Dallas — Before there were superheroes, and superhero franchises, demigods roamed the earth. They were the offspring of the union of Greek gods and mortals. In writer Rick Riordan’s updated mythology, demigods are still around, and the gods have become the ultimate absentee parents. One way that these semi-divine kids can get the gods’ attention is by going on a quest, which is the basis of The Lightning Thief: The Percy Jackson Musical, based on the first installment of Riordan’s Percy Jackson & the Olympians series of children’s fantasy books.
Protagonist Percy Jackson struggles at school because of ADHD, dyslexia, and a strained relationship with his stepfather. It’s not until he discovers the identity of his biological father that his struggles start to make sense. Even his stepdad’s smell serves a purpose. But the world of the gods mirrors the real world, and Percy is once again accused of doing something he isn’t guilty of: stealing Zeus’ lightning bolt, the most powerful weapon in the universe. Like his namesake the mythological Perseus, Percy, too, must go on a quest, which will take him across the United States and down into the underworld domain of Hades in an attempt to prevent the looming war of the gods.
The Lightning Thief musical was first developed in 2014. Though predominately a children’s story, Joe Tracz, who wrote the book, throws in enough camp to entertain parents, or grandparents, as well. There’s a modern-day turbaned Medusa, for example, sauntering around her sculpture garden like Little Edie around Grey Gardens. Even the Paul Lynde-inflected Hades as the lisping god of the underworld helps to keep the mood light. The songs by Rob Rokicki are the engine that drives this upbeat, kid-friendly musical. Choreography is by Patrick McCollum, and Stephen Brackett directs.
Chris McCarrell stars as Percy Jackson after originating the role off-Broadway in 2017. He masterfully depicts Percy’s range, from the teenager filled with self-doubt to the defiantly impertinent son of Poseidon. Jorrel Javier excels and excites as both Grover, Percy’s best friend and secret satyr protector, as well as the high-strung Mr. D., the Greek god Dionysius irked by the bureaucratic demands of running Camp Half-Blood, where demigod children receive their training and prepare for their quests. Kristen Stokes captures the conflicted spirit of Annabeth, daughter of Athena and quest companion.
Most of the talented seven-member cast perform multiple roles. Ryan Knowles uses his impressive voice to bring to life the centaur Chiron, Medusa, and Hades, among others.

# [TASK INSTRUCTIONS]
1 – Name every performer the review of the Percy Jackson musical mentions as appearing in the cast.
2 – Answer these questions from the review of the Percy Jackson musical:
(a) In what year was the musical first developed?
(b) What is Percy accused of stealing?
(c) Who wrote the songs?
3 – Write out the stretch of the review of the Percy Jackson musical from "Chris McCarrell stars" through "and quest companion.".
The data that follows has no connection to the review of the Percy Jackson musical.

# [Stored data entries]
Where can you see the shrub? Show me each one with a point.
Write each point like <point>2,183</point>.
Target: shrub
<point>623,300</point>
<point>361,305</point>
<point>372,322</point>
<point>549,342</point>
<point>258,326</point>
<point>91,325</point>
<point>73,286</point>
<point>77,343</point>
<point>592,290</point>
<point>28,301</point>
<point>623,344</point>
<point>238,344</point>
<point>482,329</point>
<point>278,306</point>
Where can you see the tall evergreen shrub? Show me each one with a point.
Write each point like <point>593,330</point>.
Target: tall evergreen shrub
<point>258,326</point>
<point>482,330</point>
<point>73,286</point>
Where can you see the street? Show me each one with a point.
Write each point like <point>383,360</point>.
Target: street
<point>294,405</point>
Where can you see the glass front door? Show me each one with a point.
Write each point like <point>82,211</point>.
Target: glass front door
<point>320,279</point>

# [RESULTS]
1 – Chris McCarrell, Jorrel Javier, Kristen Stokes, Ryan Knowles

2 –
(a) 2014
(b) Zeus' lightning bolt, the most powerful weapon in the universe
(c) Rob Rokicki

3 –
Chris McCarrell stars as Percy Jackson after originating the role off-Broadway in 2017. He masterfully depicts Percy’s range, from the teenager filled with self-doubt to the defiantly impertinent son of Poseidon. Jorrel Javier excels and excites as both Grover, Percy’s best friend and secret satyr protector, as well as the high-strung Mr. D., the Greek god Dionysius irked by the bureaucratic demands of running Camp Half-Blood, where demigod children receive their training and prepare for their quests. Kristen Stokes captures the conflicted spirit of Annabeth, daughter of Athena and quest companion.